--- BRIEF ---
Exactly and in full, give the records again.

--- DATA ---
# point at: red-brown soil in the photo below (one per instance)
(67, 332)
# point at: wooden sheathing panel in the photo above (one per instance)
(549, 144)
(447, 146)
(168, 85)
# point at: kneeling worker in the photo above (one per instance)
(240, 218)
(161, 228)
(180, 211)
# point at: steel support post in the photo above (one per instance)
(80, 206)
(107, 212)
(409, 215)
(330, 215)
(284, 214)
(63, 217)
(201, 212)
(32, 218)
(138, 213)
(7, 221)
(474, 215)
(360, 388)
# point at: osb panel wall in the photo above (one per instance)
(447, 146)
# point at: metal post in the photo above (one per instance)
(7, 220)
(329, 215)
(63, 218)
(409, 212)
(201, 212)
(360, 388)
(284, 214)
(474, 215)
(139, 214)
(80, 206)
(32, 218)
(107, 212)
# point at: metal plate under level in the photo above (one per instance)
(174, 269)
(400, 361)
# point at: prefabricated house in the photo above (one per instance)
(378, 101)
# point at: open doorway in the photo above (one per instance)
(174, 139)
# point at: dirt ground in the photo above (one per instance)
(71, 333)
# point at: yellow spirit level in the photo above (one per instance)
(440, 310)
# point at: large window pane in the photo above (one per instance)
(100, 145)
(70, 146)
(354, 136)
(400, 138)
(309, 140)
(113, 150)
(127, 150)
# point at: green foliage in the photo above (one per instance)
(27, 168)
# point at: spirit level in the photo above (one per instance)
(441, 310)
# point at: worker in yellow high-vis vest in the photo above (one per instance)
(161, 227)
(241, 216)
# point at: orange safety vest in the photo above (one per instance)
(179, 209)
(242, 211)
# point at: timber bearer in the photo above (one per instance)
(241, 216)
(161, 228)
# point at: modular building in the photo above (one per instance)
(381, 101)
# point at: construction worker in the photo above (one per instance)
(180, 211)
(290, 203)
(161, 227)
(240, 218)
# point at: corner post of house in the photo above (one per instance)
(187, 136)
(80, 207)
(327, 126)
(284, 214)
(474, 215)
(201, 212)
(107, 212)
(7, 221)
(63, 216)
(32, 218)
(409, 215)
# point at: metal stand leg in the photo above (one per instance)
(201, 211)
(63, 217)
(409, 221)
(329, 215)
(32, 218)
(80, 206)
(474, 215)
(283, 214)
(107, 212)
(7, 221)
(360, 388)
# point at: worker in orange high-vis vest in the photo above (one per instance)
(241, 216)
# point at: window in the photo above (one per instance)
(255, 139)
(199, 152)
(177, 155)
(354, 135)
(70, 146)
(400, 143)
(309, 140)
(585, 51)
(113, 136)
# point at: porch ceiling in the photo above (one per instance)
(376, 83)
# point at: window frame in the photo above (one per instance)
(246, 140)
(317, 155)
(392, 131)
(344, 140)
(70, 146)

--- SOLUTION TO THIS PROBLEM ---
# point at: red-brown soil in the photo below (one per instance)
(67, 332)
# point at: wooden sheathing panel in the photo above (one per instance)
(549, 144)
(447, 146)
(168, 85)
# point at: kneeling worker in the photo above (one per instance)
(240, 218)
(161, 228)
(180, 211)
# point at: steel support post in the photo above (one per instance)
(80, 206)
(107, 212)
(409, 215)
(330, 215)
(284, 214)
(63, 217)
(201, 212)
(32, 218)
(138, 213)
(7, 221)
(474, 215)
(360, 388)
# point at: osb panel wall in the photo above (one per instance)
(447, 146)
# point at: metal post in the photo above (one per instance)
(7, 220)
(329, 215)
(63, 218)
(409, 212)
(201, 212)
(360, 388)
(284, 214)
(474, 215)
(139, 214)
(80, 206)
(32, 218)
(107, 212)
# point at: metal plate under level in the photo above (one per instance)
(174, 269)
(400, 361)
# point at: prefabricated house in the photo above (one per instance)
(378, 101)
# point at: open doorway in the photo above (one per instance)
(174, 139)
# point at: dirt ground in the photo above (one per instance)
(71, 333)
# point at: yellow spirit level in the photo above (one per instance)
(440, 310)
# point at: large window pane in the photo above (one per instance)
(100, 145)
(70, 146)
(354, 136)
(400, 138)
(309, 140)
(113, 150)
(127, 150)
# point at: green foliage in the photo above (one per instance)
(27, 168)
# point at: spirit level in the photo above (one per instance)
(441, 310)
# point at: worker in yellow high-vis vest in the photo above (one per instance)
(161, 227)
(241, 216)
# point at: orange safety vest in the photo above (one per instance)
(179, 209)
(242, 211)
# point at: timber bearer in the photo above (one per instance)
(241, 216)
(161, 228)
# point at: modular building in the photo above (one per instance)
(381, 101)
# point at: construction worker in the photo above (one per instance)
(180, 211)
(290, 203)
(161, 227)
(240, 218)
# point at: corner post of house in the photo above (one per instance)
(187, 136)
(80, 207)
(327, 126)
(284, 214)
(474, 215)
(201, 212)
(107, 212)
(7, 221)
(63, 216)
(32, 218)
(409, 215)
# point at: metal stand leg in the photo above (one per instance)
(201, 211)
(63, 217)
(409, 221)
(329, 215)
(32, 218)
(80, 206)
(474, 215)
(283, 214)
(107, 212)
(7, 221)
(360, 388)
# point at: worker in orange high-vis vest in the photo above (one per instance)
(241, 216)
# point at: window in the photo above (one per instance)
(255, 139)
(199, 152)
(177, 155)
(354, 135)
(70, 146)
(400, 143)
(309, 140)
(585, 51)
(113, 136)
# point at: porch ceiling in the photo above (one per instance)
(376, 83)
# point at: window frame in the photo above (one per instance)
(246, 140)
(317, 155)
(392, 131)
(344, 140)
(70, 146)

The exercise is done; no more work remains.